_SÉRIE DE TÂCHES_
1 - Dans le texte sur le tourisme à Sarlat, en quelle année la grotte de Lascaux a-t-elle été inaugurée ?
2 - Reprenez, s'il vous plaît, le texte sur le tourisme à Sarlat à la suite de sa dernière phrase.

------ EXTRAIT FOURNI ------

Si ce rôle de ville « laboratoire » de la Loi Malraux a permis à Sarlat de renforcer son potentiel d’attractivité touristique, la ville avait déjà le statut de « station classée de tourisme » en 1943. Trois ans plus tôt, la grotte préhistorique de Lascaux, située à une vingtaine de kilomètres au nord de la ville, avait été découverte (Aujoulat, 2005). Le pays étant alors sous occupation allemande, la grotte sera finalement inaugurée en 1948 et contribuera largement à l’intérêt des médias et des touristes pour la région. La ville était toutefois simplement considérée comme un lieu où se loger pour visiter les sites avoisinants et ne constituait pas un attrait touristique. La volonté de mettre en valeur Sarlat en tant que décor du Festival des Jeux de théâtre dès 1952 (Bécheau, 2013), puis la notoriété associée à la Loi Malraux et à la création du premier îlot opérationnel de France (Service du Patrimoine – Sarlat, 2012 : 24), ont marqué un tournant dans la mise en tourisme de la ville. Les décennies suivantes sont considérées comme celles où le développement du tourisme a été le plus fort[12]. Depuis, la communication touristique de la ville est principalement fondée sur la richesse de son patrimoine urbain, le cadre naturel environnant de qualité, ainsi que les produits du terroir et la gastronomie.

------ DONNÉES EXTRAITES ------

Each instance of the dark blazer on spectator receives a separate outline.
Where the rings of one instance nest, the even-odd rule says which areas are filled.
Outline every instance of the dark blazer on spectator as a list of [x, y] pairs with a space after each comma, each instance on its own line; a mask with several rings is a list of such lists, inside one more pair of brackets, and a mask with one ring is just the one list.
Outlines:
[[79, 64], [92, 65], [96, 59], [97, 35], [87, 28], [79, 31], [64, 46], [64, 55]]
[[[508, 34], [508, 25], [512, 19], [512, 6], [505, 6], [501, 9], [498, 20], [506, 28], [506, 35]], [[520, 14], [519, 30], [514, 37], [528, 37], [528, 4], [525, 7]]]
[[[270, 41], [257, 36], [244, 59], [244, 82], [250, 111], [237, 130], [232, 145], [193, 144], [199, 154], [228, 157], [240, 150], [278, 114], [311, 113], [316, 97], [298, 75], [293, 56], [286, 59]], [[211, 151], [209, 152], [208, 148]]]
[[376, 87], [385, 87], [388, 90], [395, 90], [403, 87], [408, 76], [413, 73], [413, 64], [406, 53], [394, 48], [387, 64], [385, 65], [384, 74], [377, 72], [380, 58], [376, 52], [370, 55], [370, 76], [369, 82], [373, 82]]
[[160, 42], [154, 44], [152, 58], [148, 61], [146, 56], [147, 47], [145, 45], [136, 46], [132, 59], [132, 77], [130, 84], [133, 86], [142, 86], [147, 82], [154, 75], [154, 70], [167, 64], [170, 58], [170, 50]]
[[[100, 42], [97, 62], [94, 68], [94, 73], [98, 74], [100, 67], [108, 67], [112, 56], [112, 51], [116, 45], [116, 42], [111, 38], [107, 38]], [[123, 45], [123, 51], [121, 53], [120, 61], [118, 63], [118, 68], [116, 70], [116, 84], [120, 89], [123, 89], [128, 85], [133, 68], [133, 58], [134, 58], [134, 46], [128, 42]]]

------

_RÉPONSES PAR TÂCHE_
1 - En 1948.

2 -
Aujourd’hui, la ville attire entre 1 et 1,5 million de touristes par an, dont environ 70 % sont français et 90 % européens[13]. L’activité touristique, qui représente environ 40 % de l’économie en Périgord noir[14], y est fortement marquée par son caractère saisonnier. On peut considérer que la saison démarre vers avril et se termine en octobre, les mois de juillet et août étant ceux où l’activité touristique est la plus intense. Cette saisonnalité a un impact direct sur la coprésence. Alors qu’en hiver ne sont présents à Sarlat que les résidents permanents, les commerçants et quelques résidents secondaires, avec le début de la saison arrivent les premiers touristes et les commerçants dits « touristiques » (ceux dont l’activité commerciale vise principalement une clientèle touristique). Durant les mois d’été, aux touristes qui se font plus nombreux s’ajoutent les artistes de rue ainsi que les « vendeurs ambulants ». Considérant l’urbanité comme « situation productive, mise en coprésence du maximum d’objets sociaux dans une conjonction de distance minimale » (Lévy, 1994 : 286), nous pouvons considérer que l’urbanité varie au fil de l’année, culminant en saison estivale.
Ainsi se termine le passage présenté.